Stored records
- - - - -

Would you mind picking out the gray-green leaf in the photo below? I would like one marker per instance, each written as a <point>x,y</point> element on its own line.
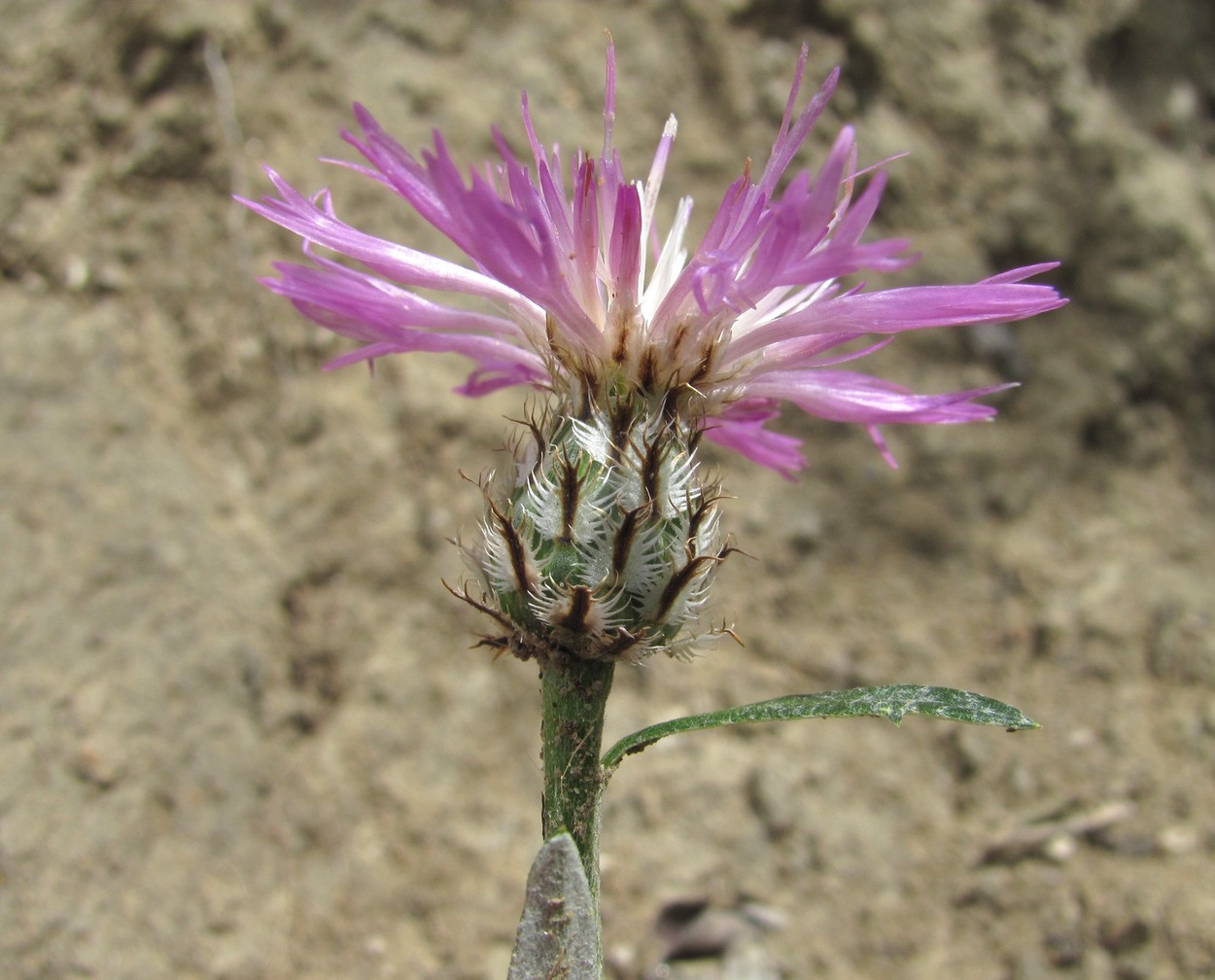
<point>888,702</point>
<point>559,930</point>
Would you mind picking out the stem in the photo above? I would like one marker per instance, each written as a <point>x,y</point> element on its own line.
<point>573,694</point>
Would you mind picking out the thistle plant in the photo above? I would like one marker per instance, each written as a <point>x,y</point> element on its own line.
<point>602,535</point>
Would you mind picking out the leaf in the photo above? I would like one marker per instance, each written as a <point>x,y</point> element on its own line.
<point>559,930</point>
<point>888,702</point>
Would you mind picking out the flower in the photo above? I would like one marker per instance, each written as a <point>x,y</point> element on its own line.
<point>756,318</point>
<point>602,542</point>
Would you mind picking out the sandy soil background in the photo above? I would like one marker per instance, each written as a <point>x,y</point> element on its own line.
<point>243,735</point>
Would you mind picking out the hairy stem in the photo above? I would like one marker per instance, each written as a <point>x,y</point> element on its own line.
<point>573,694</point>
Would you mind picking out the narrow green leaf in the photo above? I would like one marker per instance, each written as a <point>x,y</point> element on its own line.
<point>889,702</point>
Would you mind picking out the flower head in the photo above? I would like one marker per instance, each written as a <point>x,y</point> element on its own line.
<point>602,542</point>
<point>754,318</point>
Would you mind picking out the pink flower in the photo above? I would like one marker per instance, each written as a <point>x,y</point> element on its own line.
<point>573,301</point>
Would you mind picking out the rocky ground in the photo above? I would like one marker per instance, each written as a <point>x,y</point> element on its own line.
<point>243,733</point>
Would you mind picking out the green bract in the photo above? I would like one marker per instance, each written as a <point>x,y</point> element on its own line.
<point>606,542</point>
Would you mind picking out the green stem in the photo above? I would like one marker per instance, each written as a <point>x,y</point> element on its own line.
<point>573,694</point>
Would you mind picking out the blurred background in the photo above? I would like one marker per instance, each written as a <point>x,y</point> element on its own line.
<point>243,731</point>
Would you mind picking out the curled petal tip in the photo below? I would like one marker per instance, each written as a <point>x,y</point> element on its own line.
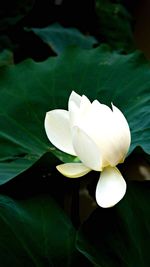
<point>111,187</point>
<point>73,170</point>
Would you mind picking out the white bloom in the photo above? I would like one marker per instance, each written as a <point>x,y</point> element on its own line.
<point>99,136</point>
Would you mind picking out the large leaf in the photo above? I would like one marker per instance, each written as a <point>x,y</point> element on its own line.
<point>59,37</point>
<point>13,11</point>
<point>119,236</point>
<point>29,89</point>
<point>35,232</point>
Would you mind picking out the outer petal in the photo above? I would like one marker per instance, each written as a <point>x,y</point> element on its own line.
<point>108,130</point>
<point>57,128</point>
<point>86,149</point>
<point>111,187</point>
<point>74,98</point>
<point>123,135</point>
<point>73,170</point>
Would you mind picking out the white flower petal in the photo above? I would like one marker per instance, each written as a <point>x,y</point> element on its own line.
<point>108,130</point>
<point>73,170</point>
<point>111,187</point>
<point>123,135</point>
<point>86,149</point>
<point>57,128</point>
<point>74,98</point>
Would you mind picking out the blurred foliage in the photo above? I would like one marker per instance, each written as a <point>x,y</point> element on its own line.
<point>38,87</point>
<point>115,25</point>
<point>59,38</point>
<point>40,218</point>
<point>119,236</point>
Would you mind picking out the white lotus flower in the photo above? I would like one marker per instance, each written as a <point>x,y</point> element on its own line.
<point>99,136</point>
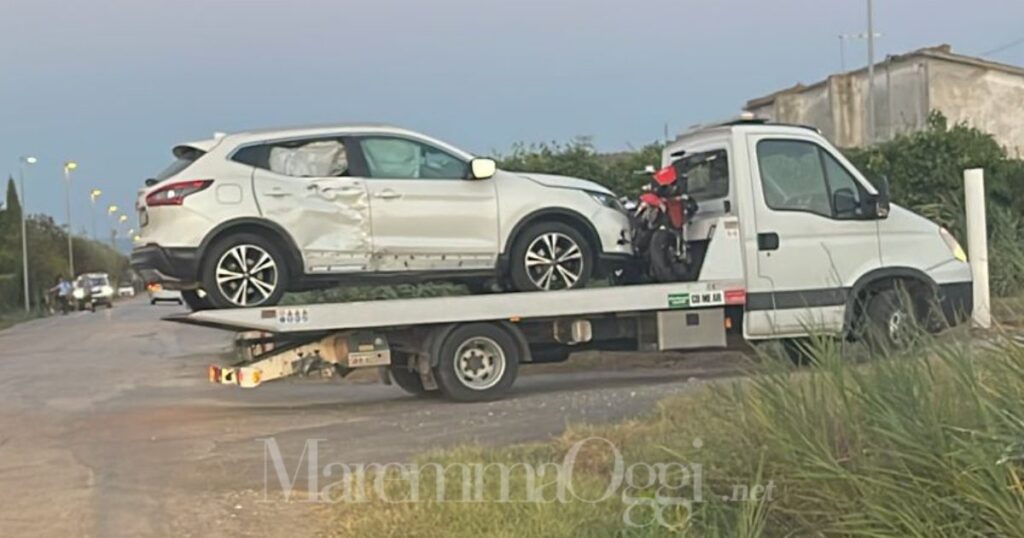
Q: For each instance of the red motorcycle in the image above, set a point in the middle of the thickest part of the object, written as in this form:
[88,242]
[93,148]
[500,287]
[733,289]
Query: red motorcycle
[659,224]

- - - - -

Copy out every line of the data above, taking care to leave the pictures out.

Would you mind picking out the gray-green leaf in the photo below? I would like one marker per instance, each written as a <point>x,y</point> element on its own line.
<point>888,702</point>
<point>559,930</point>
Would you mind picking out the stem in the photo above? I would like one marker per instance, each written as a <point>x,y</point> element on its own line.
<point>573,694</point>
Would you mind picking out the thistle plant in the photo above? I would like one marker per instance, each written as a <point>x,y</point> element on its own line.
<point>602,535</point>
Would you mind picking out the leaf in the photo above? I would like one marker per instance, each written as a <point>x,y</point> element on its own line.
<point>559,930</point>
<point>888,702</point>
Would you mind picking out the flower in the photo above? I would like one marker per instance, each written as a <point>x,y</point> element on its own line.
<point>756,318</point>
<point>602,542</point>
Would you mind picking out the sandy soil background in the photo above? I would like one marker per instance, each written as a <point>x,y</point> element on its own line.
<point>243,735</point>
Would you mind picking out the hairy stem in the photo above? I would like one marker per instance, each written as a <point>x,y</point> element on its own line.
<point>573,694</point>
Would you mind picking out the narrow green leaf in the photo above? I would like one marker per instance, each written as a <point>x,y</point> element on its own line.
<point>889,702</point>
Would you mind picking out the flower head in the photo above? I would like one marker per instance, each written as a <point>x,y</point> element on its own line.
<point>602,542</point>
<point>754,318</point>
Would you mind picking out the pink flower in the photo above? I would like one marker per instance, each written as a <point>x,y</point> element on its own line.
<point>573,301</point>
Would you mind picking out the rocky ground in the photo above? I would like one marker per instance, each written as a <point>x,y</point> element on its own line.
<point>243,733</point>
Would you mind picking out the green bract in the photo above? I would like one marker per instance, each written as a <point>x,y</point> element on its own line.
<point>606,542</point>
Would you mind picking out the green stem in the photo above? I would like one marker per instance, each written as a <point>x,y</point> element on its own line.
<point>573,694</point>
Would you mind picking out the blurred background in the photo above? I would like one marker per instance, each written as a <point>x,y</point> element on its own line.
<point>243,731</point>
Would you mind picking out the curled petal tip in the photo below? I would like one marker per instance, each written as a <point>x,y</point> element on its own line.
<point>111,187</point>
<point>73,170</point>
Would you mind picking out the white bloom in the photo above? I would like one marker per instance, each written as a <point>x,y</point> element on its own line.
<point>99,136</point>
Would you mind picking out the large leaf in the photo above? I would like one marker per instance, each written as a <point>x,y</point> element on its own line.
<point>59,37</point>
<point>13,11</point>
<point>119,236</point>
<point>29,89</point>
<point>35,232</point>
Would you mind picking out the outer petal in the photo above? I would like one marker per instance, each written as a <point>x,y</point> element on its own line.
<point>108,130</point>
<point>57,128</point>
<point>86,149</point>
<point>111,187</point>
<point>74,98</point>
<point>123,135</point>
<point>73,170</point>
Would you mind picking out the white flower petal in the photo above? I would like one marker per instance, each written as a <point>x,y</point> element on its own line.
<point>108,130</point>
<point>73,170</point>
<point>111,187</point>
<point>123,135</point>
<point>86,149</point>
<point>57,128</point>
<point>74,98</point>
Would you mind picking out the blurred foliage in the photo above? I would like one marker per instance, each written as a <point>x,y</point> element on its own line.
<point>38,87</point>
<point>115,25</point>
<point>59,38</point>
<point>40,218</point>
<point>119,236</point>
Would you mind picking out the white lotus flower in the photo above? I would like one marker per instance, each written as a <point>x,y</point> element on its own line.
<point>99,136</point>
Q: For each instance of the red motorcycle in the image above, set a point in the middle of the thickest part of the object, written as in this form:
[88,242]
[93,148]
[500,287]
[733,289]
Query: red motorcycle
[659,224]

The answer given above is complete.